| PAGE TEXT |
No. Do it the way you like more.
I think most a5 examples (if not all) come with fixed timing.

I'm more the delta time guy :)

Elias
Member #358
May 2000

No, delta time is always bad for various reasons (you need to integrate, the game will work differently depending on available CPU...) - but that's unrelated to A5. You can use whatever you want.

--
"Either help out or stop whining" - Evert

count
Member #5,401
January 2005

Elias said:

the game will work differently depending on available CPU

Huh? How comes that?
If my movement for example is calculated like this:

void update(float delta)
{
    x = x + (speed_x * delta);
}

How can that differ based on the used cpu?
Not trolling. I just want to learn why this could cause problems.

| EXTRACTED RECORDS |
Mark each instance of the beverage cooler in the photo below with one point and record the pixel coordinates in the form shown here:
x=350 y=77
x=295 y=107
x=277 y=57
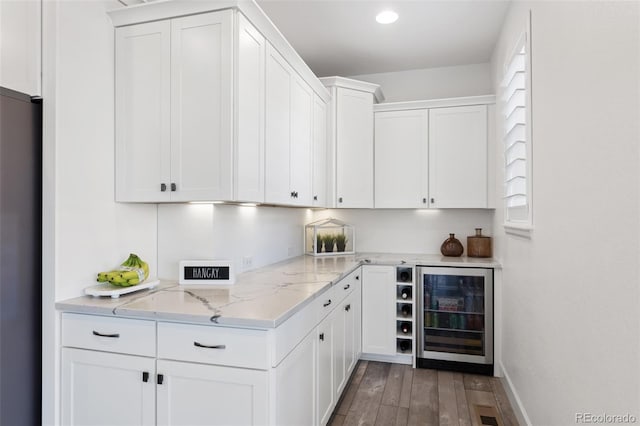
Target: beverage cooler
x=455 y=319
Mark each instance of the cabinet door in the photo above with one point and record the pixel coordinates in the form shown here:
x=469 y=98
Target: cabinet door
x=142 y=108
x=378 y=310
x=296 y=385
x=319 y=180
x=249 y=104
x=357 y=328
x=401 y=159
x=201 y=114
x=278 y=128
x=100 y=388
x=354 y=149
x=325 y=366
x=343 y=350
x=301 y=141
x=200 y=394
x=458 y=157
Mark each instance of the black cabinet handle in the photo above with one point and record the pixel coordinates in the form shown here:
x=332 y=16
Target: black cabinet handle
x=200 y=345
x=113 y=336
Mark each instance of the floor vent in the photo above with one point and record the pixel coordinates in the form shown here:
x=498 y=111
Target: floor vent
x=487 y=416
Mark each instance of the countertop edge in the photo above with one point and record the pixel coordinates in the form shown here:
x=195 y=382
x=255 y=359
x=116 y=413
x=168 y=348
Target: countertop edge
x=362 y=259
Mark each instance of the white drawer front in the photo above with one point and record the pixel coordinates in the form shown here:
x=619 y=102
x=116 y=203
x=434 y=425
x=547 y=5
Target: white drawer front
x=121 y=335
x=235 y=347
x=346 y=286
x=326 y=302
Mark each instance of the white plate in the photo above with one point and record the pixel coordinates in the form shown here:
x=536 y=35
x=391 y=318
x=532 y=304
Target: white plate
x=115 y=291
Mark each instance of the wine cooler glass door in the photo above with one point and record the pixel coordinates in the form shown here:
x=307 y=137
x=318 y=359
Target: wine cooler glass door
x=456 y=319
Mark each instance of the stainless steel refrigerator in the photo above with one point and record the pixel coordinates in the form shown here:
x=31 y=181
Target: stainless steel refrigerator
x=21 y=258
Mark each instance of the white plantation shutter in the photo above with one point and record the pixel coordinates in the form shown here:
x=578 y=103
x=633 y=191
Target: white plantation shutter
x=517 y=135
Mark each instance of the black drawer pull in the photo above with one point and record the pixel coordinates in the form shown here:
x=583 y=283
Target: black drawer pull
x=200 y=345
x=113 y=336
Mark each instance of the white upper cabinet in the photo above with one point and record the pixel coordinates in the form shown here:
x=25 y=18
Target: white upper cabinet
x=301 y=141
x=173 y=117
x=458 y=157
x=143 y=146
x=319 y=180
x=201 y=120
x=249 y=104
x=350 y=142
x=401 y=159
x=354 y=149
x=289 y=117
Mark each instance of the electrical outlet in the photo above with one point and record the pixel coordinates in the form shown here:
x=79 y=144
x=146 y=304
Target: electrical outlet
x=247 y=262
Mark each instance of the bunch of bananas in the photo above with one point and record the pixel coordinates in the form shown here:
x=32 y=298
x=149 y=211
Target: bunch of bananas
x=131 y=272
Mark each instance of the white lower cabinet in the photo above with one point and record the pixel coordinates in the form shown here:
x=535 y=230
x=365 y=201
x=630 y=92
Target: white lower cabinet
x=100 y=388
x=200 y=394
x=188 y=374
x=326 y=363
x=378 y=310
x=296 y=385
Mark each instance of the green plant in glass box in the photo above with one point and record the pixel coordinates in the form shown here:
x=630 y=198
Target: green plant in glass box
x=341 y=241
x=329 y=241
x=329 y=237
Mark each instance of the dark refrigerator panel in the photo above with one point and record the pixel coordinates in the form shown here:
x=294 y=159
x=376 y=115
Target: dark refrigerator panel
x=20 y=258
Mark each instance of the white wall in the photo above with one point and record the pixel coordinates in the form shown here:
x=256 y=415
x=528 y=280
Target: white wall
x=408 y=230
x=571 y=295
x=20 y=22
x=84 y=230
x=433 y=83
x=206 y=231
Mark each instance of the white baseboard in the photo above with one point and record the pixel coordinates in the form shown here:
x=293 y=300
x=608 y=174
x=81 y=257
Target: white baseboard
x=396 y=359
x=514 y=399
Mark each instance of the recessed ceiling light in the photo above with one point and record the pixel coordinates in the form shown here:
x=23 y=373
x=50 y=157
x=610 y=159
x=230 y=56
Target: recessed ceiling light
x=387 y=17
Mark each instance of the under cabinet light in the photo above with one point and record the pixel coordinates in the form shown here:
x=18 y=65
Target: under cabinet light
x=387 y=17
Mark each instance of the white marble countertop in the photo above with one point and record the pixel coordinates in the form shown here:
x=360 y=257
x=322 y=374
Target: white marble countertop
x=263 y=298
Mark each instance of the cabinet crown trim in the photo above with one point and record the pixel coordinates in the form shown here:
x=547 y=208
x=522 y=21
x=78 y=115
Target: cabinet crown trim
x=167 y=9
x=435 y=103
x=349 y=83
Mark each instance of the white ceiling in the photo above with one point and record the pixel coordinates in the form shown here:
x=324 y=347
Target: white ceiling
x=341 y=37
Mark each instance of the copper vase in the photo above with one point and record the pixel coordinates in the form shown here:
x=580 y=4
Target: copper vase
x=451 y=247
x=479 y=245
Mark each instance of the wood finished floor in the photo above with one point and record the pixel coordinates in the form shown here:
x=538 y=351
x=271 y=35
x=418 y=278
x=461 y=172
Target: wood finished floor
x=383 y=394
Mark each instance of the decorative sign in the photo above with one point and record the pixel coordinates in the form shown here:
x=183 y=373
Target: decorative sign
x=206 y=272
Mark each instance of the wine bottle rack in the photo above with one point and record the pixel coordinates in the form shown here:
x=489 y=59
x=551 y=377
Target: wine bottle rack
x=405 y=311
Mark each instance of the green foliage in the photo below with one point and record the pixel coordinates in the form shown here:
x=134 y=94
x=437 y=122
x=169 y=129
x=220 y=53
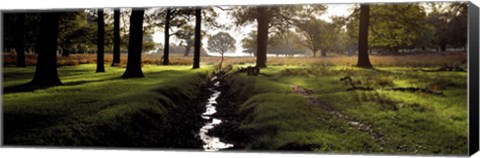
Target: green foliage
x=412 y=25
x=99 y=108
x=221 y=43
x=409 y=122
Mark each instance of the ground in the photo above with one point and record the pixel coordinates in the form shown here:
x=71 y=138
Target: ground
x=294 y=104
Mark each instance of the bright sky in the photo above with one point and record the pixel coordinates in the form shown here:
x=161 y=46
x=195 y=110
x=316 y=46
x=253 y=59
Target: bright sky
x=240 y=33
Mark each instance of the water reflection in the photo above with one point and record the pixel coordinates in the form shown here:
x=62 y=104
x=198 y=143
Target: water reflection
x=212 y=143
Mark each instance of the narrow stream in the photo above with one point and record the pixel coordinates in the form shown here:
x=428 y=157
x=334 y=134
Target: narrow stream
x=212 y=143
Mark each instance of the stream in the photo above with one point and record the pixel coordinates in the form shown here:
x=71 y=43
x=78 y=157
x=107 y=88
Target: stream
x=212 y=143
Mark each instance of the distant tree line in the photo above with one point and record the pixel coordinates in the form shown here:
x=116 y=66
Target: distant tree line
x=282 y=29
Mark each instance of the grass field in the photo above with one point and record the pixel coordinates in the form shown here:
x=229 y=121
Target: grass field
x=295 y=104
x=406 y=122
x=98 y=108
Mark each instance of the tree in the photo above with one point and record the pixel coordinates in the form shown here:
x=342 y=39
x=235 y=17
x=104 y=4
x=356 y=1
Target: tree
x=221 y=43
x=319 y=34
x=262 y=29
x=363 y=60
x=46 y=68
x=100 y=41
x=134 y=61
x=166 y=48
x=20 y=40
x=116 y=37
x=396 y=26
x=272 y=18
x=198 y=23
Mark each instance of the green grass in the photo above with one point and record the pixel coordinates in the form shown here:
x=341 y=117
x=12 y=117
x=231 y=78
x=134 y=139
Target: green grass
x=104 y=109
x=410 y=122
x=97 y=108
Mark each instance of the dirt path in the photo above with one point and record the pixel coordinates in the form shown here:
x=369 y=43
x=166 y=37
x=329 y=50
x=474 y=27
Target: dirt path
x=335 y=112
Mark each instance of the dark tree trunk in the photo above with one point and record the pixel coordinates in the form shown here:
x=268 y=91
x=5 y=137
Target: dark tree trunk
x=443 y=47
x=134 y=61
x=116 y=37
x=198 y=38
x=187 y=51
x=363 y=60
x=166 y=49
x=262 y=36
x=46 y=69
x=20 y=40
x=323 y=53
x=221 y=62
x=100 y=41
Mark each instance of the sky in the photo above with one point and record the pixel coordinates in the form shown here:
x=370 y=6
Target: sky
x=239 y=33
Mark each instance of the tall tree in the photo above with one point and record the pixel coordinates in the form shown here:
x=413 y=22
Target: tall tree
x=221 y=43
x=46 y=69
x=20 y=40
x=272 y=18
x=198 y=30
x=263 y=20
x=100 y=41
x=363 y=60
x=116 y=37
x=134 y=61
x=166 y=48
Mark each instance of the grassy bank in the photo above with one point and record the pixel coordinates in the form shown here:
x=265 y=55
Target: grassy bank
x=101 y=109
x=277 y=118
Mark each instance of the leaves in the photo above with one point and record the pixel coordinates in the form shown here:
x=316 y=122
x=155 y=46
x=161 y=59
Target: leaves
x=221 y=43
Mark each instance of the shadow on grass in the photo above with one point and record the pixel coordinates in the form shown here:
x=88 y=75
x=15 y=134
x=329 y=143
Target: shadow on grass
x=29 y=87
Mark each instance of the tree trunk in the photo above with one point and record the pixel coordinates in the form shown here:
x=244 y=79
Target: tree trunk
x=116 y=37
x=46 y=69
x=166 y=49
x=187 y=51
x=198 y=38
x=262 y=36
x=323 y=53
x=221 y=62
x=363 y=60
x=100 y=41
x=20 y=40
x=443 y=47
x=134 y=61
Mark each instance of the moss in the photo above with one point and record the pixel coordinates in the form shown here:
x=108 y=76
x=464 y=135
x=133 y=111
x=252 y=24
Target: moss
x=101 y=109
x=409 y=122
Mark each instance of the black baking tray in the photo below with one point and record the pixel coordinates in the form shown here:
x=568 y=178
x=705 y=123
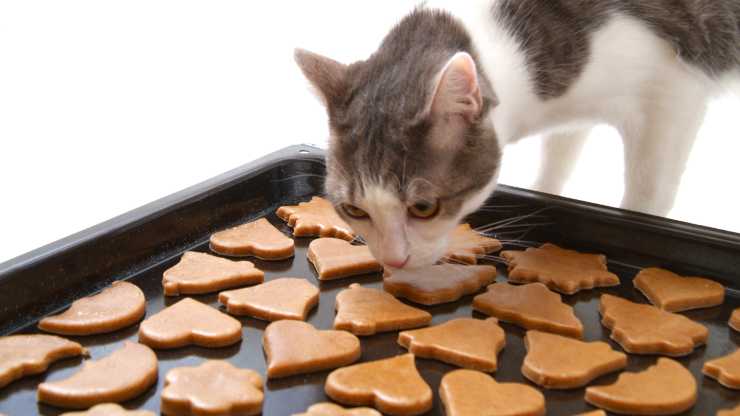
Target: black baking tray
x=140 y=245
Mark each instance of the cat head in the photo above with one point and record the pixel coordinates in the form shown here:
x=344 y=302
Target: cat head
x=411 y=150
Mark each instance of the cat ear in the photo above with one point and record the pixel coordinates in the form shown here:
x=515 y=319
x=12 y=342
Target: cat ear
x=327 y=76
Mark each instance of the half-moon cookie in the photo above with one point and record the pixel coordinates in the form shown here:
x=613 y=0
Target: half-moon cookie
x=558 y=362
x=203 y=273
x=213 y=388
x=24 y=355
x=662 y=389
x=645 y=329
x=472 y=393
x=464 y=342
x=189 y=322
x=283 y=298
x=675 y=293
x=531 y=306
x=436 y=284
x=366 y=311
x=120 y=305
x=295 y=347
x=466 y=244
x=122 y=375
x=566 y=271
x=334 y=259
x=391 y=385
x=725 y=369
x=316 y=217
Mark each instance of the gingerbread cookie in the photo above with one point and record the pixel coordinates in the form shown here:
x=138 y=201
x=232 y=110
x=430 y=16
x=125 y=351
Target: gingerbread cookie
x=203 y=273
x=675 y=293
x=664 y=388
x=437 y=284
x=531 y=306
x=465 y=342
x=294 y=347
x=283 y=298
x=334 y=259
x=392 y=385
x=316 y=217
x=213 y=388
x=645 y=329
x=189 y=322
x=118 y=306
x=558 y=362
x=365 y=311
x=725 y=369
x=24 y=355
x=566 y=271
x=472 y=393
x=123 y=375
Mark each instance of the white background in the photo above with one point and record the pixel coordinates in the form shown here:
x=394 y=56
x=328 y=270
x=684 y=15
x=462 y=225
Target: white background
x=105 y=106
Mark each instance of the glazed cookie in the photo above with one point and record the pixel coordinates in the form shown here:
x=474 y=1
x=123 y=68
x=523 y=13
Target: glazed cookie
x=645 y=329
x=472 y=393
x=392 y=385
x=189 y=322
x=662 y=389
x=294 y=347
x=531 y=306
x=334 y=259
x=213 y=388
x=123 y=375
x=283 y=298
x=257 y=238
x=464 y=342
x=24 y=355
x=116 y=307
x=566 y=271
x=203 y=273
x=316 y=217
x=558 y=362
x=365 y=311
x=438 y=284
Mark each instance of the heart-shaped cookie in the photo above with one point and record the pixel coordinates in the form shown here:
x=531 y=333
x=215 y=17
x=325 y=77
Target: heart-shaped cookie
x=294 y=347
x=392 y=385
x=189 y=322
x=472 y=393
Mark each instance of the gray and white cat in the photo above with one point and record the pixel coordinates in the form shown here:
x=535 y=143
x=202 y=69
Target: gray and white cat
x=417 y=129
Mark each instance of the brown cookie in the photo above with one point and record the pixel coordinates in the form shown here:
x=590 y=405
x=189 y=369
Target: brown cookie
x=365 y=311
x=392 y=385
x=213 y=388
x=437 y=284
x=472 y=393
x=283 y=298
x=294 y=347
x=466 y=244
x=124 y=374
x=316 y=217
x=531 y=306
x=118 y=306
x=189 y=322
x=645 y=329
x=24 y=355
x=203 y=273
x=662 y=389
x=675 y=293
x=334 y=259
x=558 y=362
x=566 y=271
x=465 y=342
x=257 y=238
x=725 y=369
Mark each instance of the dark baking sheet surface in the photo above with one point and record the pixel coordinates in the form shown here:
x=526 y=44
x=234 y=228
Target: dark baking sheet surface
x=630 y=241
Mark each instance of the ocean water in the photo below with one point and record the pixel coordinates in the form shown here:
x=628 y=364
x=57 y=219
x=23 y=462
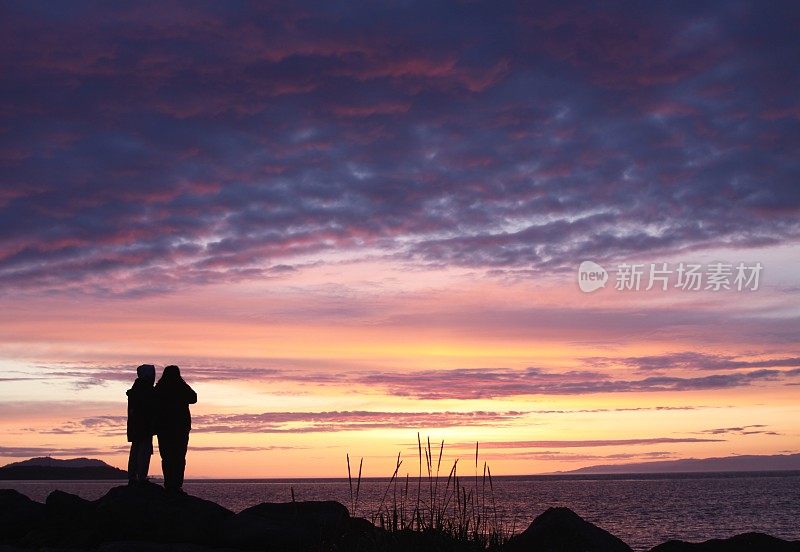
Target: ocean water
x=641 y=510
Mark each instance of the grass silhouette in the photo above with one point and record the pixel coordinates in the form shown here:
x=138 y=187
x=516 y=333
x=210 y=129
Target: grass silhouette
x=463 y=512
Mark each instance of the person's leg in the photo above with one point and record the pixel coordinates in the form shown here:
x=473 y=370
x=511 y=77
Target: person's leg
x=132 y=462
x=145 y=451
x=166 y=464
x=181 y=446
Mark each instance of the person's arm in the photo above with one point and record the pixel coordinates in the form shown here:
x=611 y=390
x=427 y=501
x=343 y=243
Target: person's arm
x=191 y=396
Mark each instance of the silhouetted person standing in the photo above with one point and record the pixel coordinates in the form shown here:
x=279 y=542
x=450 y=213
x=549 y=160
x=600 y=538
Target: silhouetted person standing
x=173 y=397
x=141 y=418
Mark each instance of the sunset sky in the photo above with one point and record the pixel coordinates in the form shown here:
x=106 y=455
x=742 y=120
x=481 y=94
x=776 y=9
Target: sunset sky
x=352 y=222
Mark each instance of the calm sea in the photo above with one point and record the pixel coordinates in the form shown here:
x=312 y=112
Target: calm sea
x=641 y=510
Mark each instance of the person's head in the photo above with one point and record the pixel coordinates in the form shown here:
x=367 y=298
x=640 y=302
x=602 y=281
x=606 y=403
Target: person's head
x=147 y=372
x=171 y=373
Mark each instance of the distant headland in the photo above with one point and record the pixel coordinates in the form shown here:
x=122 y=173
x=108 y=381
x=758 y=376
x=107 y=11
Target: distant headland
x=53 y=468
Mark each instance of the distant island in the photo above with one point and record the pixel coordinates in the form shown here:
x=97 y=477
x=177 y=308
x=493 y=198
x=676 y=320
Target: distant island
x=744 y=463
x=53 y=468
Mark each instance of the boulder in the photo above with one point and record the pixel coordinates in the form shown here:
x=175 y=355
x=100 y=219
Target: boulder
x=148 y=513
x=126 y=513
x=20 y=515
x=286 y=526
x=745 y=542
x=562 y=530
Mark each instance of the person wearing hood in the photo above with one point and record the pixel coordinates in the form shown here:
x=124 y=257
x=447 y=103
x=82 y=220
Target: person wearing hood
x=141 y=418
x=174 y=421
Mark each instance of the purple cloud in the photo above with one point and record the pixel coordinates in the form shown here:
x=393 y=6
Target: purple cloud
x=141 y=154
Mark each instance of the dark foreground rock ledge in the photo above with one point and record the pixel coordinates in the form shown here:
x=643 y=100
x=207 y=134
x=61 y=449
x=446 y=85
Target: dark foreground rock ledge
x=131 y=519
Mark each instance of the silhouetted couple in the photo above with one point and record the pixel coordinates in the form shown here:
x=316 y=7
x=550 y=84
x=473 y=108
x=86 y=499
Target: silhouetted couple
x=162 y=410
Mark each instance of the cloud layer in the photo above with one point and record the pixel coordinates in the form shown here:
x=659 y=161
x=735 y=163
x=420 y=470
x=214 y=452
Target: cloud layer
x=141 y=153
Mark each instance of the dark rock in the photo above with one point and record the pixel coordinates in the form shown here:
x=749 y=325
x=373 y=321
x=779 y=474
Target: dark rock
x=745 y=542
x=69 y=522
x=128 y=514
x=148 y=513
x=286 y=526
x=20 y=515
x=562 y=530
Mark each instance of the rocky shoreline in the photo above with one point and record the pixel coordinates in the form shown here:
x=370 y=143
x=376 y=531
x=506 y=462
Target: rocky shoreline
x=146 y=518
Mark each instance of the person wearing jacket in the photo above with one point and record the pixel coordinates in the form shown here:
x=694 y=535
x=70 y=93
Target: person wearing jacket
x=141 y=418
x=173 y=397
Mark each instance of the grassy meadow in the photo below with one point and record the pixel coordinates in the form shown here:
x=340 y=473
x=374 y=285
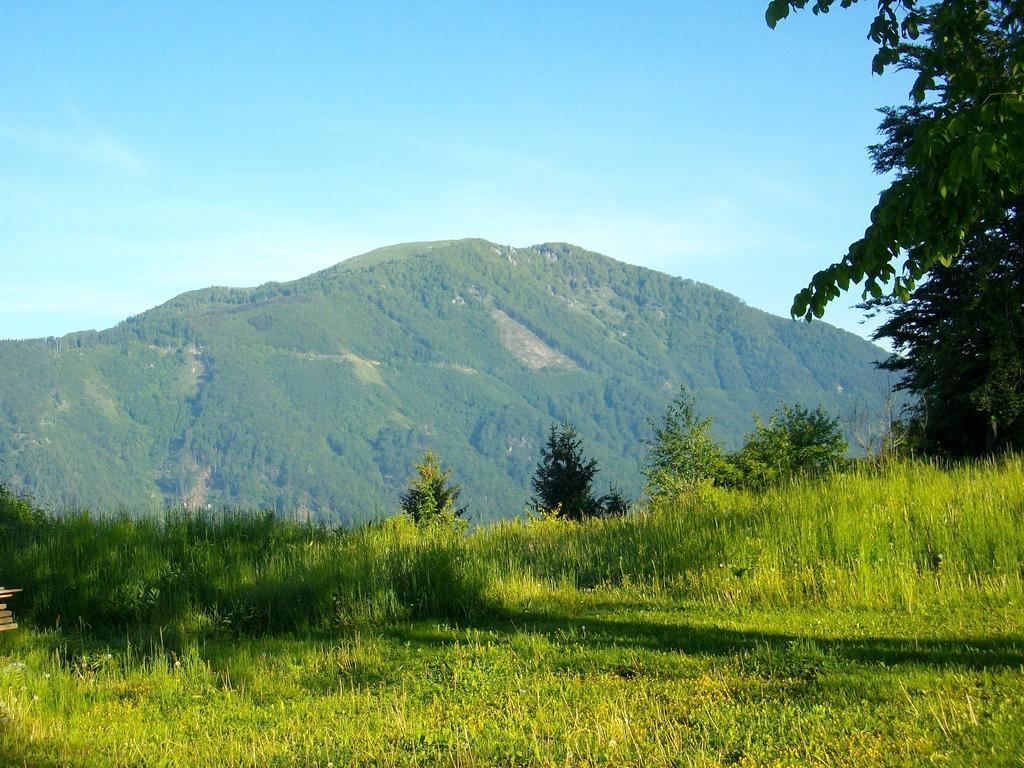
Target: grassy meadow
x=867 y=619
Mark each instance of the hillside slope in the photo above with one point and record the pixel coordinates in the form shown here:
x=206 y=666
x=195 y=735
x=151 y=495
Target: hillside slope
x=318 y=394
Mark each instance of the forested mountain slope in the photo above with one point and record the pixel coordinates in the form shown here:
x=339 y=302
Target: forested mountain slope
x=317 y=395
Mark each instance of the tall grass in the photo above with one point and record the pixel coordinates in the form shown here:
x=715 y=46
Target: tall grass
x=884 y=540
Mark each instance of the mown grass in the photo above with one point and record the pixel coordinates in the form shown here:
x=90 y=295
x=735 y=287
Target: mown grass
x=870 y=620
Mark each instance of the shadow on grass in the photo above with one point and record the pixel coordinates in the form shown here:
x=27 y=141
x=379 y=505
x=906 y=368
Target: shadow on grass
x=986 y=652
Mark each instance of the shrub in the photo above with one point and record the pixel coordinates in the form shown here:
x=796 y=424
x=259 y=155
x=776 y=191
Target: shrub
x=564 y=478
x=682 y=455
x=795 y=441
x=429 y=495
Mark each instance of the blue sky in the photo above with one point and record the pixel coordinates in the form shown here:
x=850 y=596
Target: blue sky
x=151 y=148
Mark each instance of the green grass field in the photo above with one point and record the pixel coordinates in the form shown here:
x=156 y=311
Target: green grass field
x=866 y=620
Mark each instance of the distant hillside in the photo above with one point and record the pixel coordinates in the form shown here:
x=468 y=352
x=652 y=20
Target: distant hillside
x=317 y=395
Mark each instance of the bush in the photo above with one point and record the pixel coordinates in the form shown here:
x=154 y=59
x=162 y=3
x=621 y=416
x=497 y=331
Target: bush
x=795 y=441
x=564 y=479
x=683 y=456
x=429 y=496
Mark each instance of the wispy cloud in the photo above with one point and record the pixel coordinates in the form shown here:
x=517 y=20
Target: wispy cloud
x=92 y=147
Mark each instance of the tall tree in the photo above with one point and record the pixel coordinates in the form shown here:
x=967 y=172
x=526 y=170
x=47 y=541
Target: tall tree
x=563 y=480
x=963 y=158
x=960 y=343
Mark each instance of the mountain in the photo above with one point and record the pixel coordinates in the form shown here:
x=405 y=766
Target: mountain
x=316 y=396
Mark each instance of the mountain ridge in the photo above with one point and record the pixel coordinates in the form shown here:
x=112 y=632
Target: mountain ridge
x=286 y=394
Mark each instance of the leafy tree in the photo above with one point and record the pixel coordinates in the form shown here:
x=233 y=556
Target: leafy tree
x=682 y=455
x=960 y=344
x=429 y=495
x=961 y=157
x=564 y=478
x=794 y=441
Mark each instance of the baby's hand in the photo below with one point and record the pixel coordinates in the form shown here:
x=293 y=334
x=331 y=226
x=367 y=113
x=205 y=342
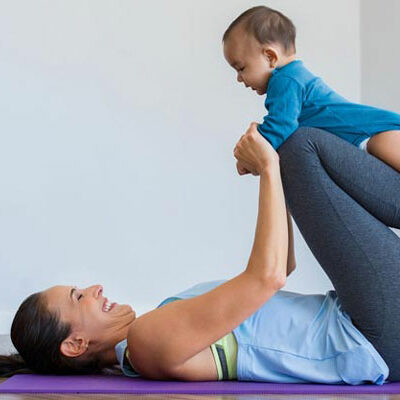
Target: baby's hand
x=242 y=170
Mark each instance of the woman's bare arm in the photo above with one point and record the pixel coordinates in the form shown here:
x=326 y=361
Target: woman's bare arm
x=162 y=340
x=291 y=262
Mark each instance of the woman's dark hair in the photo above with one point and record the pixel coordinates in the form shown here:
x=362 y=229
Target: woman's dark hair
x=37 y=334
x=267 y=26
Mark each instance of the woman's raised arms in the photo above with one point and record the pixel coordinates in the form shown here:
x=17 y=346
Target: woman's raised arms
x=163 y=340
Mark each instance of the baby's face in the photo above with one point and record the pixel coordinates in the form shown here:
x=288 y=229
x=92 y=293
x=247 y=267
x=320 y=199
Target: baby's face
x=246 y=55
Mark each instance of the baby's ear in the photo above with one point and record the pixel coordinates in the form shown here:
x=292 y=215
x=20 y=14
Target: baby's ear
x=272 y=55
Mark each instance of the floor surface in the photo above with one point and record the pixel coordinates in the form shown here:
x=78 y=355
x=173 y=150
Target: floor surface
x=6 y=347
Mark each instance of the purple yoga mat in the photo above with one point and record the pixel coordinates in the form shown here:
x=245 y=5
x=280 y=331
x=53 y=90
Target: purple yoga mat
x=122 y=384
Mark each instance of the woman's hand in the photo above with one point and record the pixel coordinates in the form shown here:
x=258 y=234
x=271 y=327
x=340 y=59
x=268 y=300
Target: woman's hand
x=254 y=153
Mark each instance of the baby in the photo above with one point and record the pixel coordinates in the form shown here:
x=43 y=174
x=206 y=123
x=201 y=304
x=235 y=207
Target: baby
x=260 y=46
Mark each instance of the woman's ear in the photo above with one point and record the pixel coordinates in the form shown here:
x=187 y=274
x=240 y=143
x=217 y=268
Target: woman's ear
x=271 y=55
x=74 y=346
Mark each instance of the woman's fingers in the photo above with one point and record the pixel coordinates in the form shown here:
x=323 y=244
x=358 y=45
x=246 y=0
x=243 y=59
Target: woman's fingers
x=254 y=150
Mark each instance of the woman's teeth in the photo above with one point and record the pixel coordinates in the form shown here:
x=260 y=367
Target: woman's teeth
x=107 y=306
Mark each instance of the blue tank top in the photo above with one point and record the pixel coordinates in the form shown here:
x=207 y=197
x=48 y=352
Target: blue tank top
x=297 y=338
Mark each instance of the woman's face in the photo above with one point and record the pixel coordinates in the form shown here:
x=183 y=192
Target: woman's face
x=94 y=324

| EXERCISE 1 |
In the forum discussion about delta time, what reasons does Elias give for why delta time is always bad?
| EXERCISE 2 |
Continue the forum discussion about delta time, starting after its last post.

| REPLY 1 |
You need to integrate, and the game will work differently depending on available CPU.

| REPLY 2 |
Elias
Member #358
May 2000

Well, assume delta is 0.1 for player A, 0.5 for player B, a game sprite is at x = 0 at the beginning and speeding up from 0 to 10 during 1 second.

Player A:

frame 0: x = 0.00 + (0.00 * 0.10) = 0.00
frame 1: x = 0.00 + (1.00 * 0.10) = 0.10
frame 2: x = 0.10 + (2.00 * 0.10) = 0.30
frame 3: x = 0.30 + (3.00 * 0.10) = 0.60
frame 4: x = 0.60 + (4.00 * 0.10) = 1.00
frame 5: x = 1.00 + (5.00 * 0.10) = 1.50
frame 6: x = 1.50 + (6.00 * 0.10) = 2.10
frame 7: x = 2.10 + (7.00 * 0.10) = 2.80
frame 8: x = 2.80 + (8.00 * 0.10) = 3.60
frame 9: x = 3.60 + (9.00 * 0.10) = 4.50

After one second, the sprite is at x = 4.5 pixel.

Now the very same sprite, starting at x = 0, speeding up from 0 to 10 during 1 second, for player B with delta 0.5:

frame 0: x = 0.00 + (0.00 * 0.50) = 0.00
frame 1: x = 0.00 + (5.00 * 0.50) = 2.50

After one second, the sprite is at x = 2.5 pixel. So player A moved almost twice as fast.

You can of course solve this if you properly integrate... but it gets quite hard. And now assume you are actually using some kind of physics library with collision response and so on - then it's basically impossible to get it working the same for everyone when not using a fixed frequency.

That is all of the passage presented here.